== Records provided
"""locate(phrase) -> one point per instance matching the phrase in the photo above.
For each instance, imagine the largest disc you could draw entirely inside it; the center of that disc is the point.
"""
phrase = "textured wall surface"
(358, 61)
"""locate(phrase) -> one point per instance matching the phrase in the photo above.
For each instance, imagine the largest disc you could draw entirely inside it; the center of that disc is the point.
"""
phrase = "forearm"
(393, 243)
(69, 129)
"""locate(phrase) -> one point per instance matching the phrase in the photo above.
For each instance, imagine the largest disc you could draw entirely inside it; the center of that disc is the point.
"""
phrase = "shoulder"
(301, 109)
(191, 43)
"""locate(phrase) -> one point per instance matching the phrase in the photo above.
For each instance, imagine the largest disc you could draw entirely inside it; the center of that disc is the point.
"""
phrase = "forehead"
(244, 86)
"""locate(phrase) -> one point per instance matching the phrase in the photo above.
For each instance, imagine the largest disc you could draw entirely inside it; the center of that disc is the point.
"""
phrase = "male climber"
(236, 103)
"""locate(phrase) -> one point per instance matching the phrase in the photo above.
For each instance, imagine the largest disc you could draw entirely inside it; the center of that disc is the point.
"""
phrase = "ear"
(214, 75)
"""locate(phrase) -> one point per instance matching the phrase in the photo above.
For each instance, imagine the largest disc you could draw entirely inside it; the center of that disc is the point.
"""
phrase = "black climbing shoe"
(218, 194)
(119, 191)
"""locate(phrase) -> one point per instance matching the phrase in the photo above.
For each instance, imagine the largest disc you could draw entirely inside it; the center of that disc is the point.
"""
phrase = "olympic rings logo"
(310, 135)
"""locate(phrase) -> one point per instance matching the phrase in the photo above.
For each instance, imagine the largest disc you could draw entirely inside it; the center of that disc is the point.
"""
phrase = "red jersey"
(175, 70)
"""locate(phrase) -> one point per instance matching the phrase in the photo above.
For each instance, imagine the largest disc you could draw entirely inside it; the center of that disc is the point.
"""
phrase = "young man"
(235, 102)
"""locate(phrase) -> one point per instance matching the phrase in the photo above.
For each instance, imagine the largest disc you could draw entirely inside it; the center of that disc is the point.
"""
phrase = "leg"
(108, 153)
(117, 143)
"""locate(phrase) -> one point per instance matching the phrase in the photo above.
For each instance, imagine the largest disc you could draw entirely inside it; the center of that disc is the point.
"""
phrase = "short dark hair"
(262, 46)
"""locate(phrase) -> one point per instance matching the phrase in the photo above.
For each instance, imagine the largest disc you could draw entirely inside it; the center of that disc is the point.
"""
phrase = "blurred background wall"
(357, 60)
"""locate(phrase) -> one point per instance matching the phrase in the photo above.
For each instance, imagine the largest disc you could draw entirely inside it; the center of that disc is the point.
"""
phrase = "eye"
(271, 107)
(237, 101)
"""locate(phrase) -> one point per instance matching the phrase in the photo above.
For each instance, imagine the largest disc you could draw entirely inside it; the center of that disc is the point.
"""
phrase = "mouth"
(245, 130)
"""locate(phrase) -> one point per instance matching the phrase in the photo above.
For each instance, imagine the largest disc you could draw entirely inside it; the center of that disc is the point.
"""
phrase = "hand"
====
# Exercise details
Type out the records again exactly, line for line.

# Finished task
"""locate(phrase) -> one point per instance matching the phrase in the photo above.
For each instance, imagine the largest disc you could draw entirely inside it; the center of that disc is the point.
"""
phrase = "textured wall surface"
(358, 61)
"""locate(phrase) -> one point per instance matching the phrase in the photo above.
For each instance, imagine the largest disc you could draw entirely inside it; the center of that disc is the point.
"""
phrase = "forearm"
(393, 243)
(69, 129)
"""locate(phrase) -> one point per instance matching the phrase in the photo above.
For each instance, imagine the largest disc you could draw entirely inside it; the center of that disc is the point.
"""
phrase = "shoulder"
(301, 109)
(191, 43)
"""locate(phrase) -> one point per instance matching the phrase in the photo above.
For each instance, imagine the largest disc you could draw entirely inside it; the center of that disc is the point.
"""
phrase = "forehead"
(244, 86)
"""locate(phrase) -> one point per instance matching the phrase in the photo above.
For each instance, imagine the largest disc you could draw entirely inside it; the center of that disc is the point.
"""
phrase = "male climber"
(236, 103)
"""locate(phrase) -> one point per instance matching the phrase in the photo above.
For each instance, imagine the largest disc you could draw entirely inside it; the center of that disc is the point.
"""
phrase = "ear"
(214, 75)
"""locate(phrase) -> one point per instance matching the phrase in the photo above.
For each instance, imagine the largest disc you could draw entirely inside it; the center of that disc is the point.
"""
phrase = "black climbing shoe"
(218, 194)
(119, 191)
"""locate(phrase) -> one point per instance matching the phrase in the photo above.
For each instance, imagine the largest disc you could draw entirely inside it; the center of that disc is the point.
"""
phrase = "olympic rings logo"
(310, 135)
"""locate(phrase) -> one point per instance matching the phrase in the photo above.
For each instance, imagine the largest disc you could draw entirely inside it; the center of that disc is the point.
"""
phrase = "red jersey"
(175, 70)
"""locate(phrase) -> one point per instance matching the phrase in the photo above.
For each instance, imagine the largest disc you could draw entirely inside it; the center of that disc is the point.
"""
phrase = "young man"
(235, 102)
"""locate(phrase) -> one point per instance matching the phrase in the photo above.
For each instance, imagine the largest disc you could draw entirely inside it; the center of that disc is the point.
"""
phrase = "leg"
(108, 153)
(117, 143)
"""locate(phrase) -> one point per instance matching the phrase in the photo above.
For each instance, imagine the largest disc you could draw entirely inside it; the center of that disc is the point.
"""
phrase = "short dark hair"
(262, 46)
"""locate(phrase) -> one point per instance matching the phrase in the photo above.
For each instance, imagine the largest disc you could draw entirely inside it; the center of that disc is the point.
"""
phrase = "blurred background wall"
(357, 60)
"""locate(phrase) -> one point per instance matching the phrase in the photo above.
For each instance, imagine the largest disc you could draw entirely inside it; the center of that disc is the point.
"""
phrase = "eye"
(271, 107)
(237, 101)
"""locate(phrase) -> one point per instance matching the phrase in the photo above.
For each instance, imagine the largest disc you could draw entirely inside it; the center of that disc is the point.
"""
phrase = "mouth"
(245, 130)
"""locate(phrase) -> one point per instance matching the phrase in the photo above.
For each instance, imagine the largest disc you could draw entirely inside it; the center of that disc is the point.
"""
phrase = "hand"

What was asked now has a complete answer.